WHAT YOU NEED TO DO – Leaving all pictures aside, write out the records below precisely as given.

[Start of section]

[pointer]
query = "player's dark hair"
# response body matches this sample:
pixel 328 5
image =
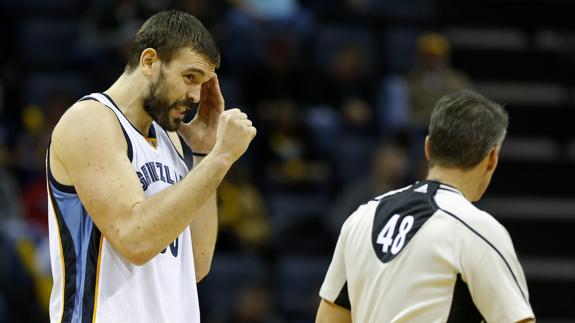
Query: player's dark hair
pixel 167 32
pixel 464 127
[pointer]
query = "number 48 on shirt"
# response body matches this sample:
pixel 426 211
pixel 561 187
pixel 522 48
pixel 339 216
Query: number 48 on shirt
pixel 390 237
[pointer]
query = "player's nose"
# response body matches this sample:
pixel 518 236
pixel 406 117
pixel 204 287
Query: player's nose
pixel 194 93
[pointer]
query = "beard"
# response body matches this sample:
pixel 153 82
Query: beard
pixel 158 106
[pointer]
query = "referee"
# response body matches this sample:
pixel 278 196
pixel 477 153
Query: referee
pixel 424 253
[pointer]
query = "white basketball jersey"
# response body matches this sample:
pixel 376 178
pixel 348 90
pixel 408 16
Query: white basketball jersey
pixel 92 282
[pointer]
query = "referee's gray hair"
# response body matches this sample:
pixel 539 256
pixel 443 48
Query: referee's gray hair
pixel 464 127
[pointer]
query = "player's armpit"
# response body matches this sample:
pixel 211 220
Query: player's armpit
pixel 91 150
pixel 332 313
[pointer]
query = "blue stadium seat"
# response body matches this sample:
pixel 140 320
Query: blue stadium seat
pixel 48 41
pixel 38 87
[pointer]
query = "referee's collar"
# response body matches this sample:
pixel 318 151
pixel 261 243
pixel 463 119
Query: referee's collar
pixel 446 187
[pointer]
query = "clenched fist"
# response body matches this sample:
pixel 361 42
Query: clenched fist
pixel 235 132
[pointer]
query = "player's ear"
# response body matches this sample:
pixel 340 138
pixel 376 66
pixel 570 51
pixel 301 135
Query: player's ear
pixel 427 147
pixel 147 59
pixel 493 158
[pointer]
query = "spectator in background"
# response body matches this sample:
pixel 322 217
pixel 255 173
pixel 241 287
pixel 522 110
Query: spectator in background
pixel 431 78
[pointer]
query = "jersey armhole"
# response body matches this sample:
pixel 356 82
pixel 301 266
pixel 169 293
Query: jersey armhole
pixel 52 180
pixel 130 151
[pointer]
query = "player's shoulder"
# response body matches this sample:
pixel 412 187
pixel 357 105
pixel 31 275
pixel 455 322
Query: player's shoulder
pixel 86 114
pixel 175 139
pixel 474 220
pixel 87 123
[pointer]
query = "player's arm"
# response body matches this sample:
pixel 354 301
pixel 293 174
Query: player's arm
pixel 88 145
pixel 329 312
pixel 204 227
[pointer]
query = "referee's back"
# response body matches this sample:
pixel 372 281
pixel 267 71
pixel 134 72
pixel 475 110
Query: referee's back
pixel 426 254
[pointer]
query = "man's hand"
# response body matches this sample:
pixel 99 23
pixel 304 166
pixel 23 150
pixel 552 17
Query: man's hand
pixel 200 133
pixel 234 134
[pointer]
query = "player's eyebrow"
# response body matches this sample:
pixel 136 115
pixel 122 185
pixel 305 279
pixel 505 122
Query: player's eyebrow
pixel 195 69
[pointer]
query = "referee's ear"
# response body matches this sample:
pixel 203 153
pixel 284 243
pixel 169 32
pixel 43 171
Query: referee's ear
pixel 493 158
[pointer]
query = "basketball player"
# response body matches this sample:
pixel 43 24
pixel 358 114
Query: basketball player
pixel 131 231
pixel 424 253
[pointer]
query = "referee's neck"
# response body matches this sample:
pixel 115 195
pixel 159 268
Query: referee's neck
pixel 469 182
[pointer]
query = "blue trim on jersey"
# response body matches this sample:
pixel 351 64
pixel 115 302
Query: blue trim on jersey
pixel 80 226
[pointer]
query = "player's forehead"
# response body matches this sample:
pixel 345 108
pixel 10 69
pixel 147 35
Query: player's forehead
pixel 188 60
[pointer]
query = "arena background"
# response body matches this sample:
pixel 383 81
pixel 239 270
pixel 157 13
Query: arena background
pixel 339 91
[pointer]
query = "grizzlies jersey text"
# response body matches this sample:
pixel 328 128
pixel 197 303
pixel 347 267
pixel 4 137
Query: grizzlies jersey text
pixel 92 282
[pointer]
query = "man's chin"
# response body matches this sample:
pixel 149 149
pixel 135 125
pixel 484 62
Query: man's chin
pixel 173 125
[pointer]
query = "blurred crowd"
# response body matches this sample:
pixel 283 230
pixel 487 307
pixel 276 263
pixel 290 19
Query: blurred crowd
pixel 341 103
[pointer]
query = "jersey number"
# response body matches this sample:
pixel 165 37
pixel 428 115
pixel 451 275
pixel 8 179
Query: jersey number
pixel 387 237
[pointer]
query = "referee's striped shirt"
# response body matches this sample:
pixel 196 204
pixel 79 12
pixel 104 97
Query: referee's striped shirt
pixel 426 254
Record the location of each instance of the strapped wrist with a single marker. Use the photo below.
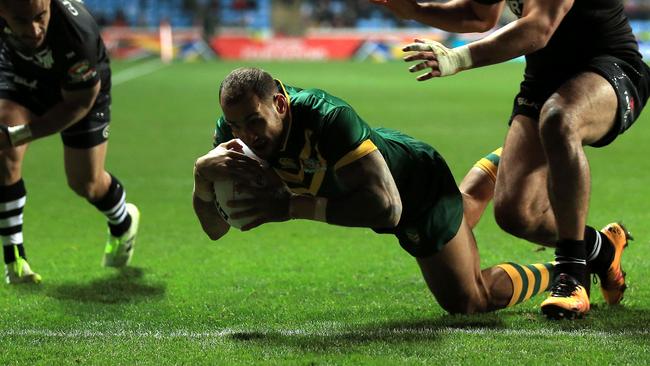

[End of section]

REPLY –
[pointer]
query = "player's dark hair"
# response body matches this sample:
pixel 328 5
image =
Query: player's dark hair
pixel 167 32
pixel 464 127
[pointer]
query = "number 48 on shirt"
# response body matches this sample:
pixel 426 211
pixel 561 187
pixel 522 48
pixel 339 216
Query: number 48 on shirt
pixel 390 237
[pointer]
query = "player's nose"
# response body matches this sample:
pixel 518 236
pixel 406 117
pixel 204 287
Query: player's nose
pixel 194 93
[pointer]
query = "beard"
# response body matches this sample:
pixel 153 82
Query: beard
pixel 158 106
[pointer]
query = "referee"
# response body matches this sample:
pixel 278 196
pixel 477 153
Query: referee
pixel 424 253
[pointer]
query = "white basketball jersey"
# response body matches this sample:
pixel 376 178
pixel 348 90
pixel 408 16
Query: white basketball jersey
pixel 92 282
[pointer]
query = "referee's gray hair"
# response body matches this sample:
pixel 539 256
pixel 443 48
Query: referee's gray hair
pixel 464 127
[pointer]
query = "player's armpit"
# response body matches this sample:
pixel 211 220
Query: player's armpit
pixel 91 150
pixel 332 313
[pointer]
query = "blue stadium seat"
# response body matches this sample:
pixel 140 320
Query: blue stadium seat
pixel 48 41
pixel 38 87
[pointer]
query = "referee's collar"
# response body matches this sample:
pixel 318 151
pixel 261 243
pixel 463 119
Query: referee's collar
pixel 446 187
[pointer]
query = "clenched fist"
# response body matches this sample:
pixel 361 42
Query: clenched fist
pixel 235 132
[pointer]
query = "player's ear"
# response body matches this sample:
pixel 340 138
pixel 376 66
pixel 570 51
pixel 301 135
Query: player's ear
pixel 427 147
pixel 147 59
pixel 493 158
[pointer]
query = "spectator in background"
# response body matches this sample:
pixel 322 217
pixel 255 173
pixel 241 287
pixel 522 110
Query: spectator in background
pixel 431 78
[pointer]
query = "jersey armhole"
# response body matches this sample:
pixel 356 82
pixel 301 266
pixel 169 293
Query: jersey armhole
pixel 52 180
pixel 130 151
[pointer]
query = "player's shoulder"
# response body matches this sample:
pixel 412 187
pixel 357 105
pixel 31 275
pixel 455 322
Query: player's shoulder
pixel 86 114
pixel 175 139
pixel 474 220
pixel 87 123
[pointer]
query = "player's arm"
# response body matches this sample:
pixel 354 301
pixel 293 174
Query: player's arm
pixel 88 145
pixel 329 312
pixel 204 227
[pointer]
query = "referee's back"
# response body matches this sample:
pixel 372 281
pixel 267 71
pixel 134 72
pixel 475 110
Query: referee's back
pixel 426 254
[pointer]
query = "man's hand"
# response body matches this sample:
pixel 99 23
pixel 304 166
pixel 23 150
pixel 552 17
Query: man's hand
pixel 200 133
pixel 234 134
[pointer]
query = "player's eyebrow"
# response body matches this sample:
pixel 136 115
pixel 122 185
pixel 305 279
pixel 505 122
Query: player's eyebrow
pixel 195 69
[pointer]
query = "referee's ear"
# response body matches this sample:
pixel 203 153
pixel 284 243
pixel 169 32
pixel 43 171
Query: referee's ear
pixel 493 158
[pointer]
query = "basketball player"
# response body matches this sample:
pixel 43 24
pixel 358 114
Query: basketball player
pixel 131 231
pixel 424 253
[pointer]
query = "referee's neck"
# response body matches this sample:
pixel 115 195
pixel 159 268
Query: referee's neck
pixel 469 182
[pointer]
query = "blue trim on jersey"
# response body matches this sample:
pixel 351 64
pixel 115 302
Query: blue trim on jersey
pixel 80 226
[pointer]
query = "player's forehead"
# response body matches this sample:
pixel 345 108
pixel 10 69
pixel 147 35
Query: player's forehead
pixel 188 60
[pointer]
query = "arena background"
# response body matches this sample:
pixel 383 81
pixel 239 270
pixel 157 13
Query: arena background
pixel 339 91
[pointer]
query = "grizzlies jersey text"
# response body matches this sample:
pixel 328 128
pixel 197 303
pixel 347 267
pixel 4 137
Query: grizzlies jersey text
pixel 92 282
[pointer]
query = "man's chin"
# response body matches this sample:
pixel 149 149
pixel 135 125
pixel 484 62
Query: man's chin
pixel 173 125
[pointer]
query = "blurred crowd"
# response body matches this sample:
pixel 283 230
pixel 487 307
pixel 276 263
pixel 290 19
Query: blurred crowd
pixel 341 103
[pointer]
query = "jersey number"
# response body matches this sample:
pixel 165 37
pixel 428 115
pixel 451 275
pixel 8 179
Query: jersey number
pixel 387 237
[pointer]
query = "referee's striped shirt"
# response body matches this sample:
pixel 196 204
pixel 79 12
pixel 104 97
Query: referee's striped shirt
pixel 426 254
Record the location of each instance of the strapped wrist with a single marker. Use the photo below.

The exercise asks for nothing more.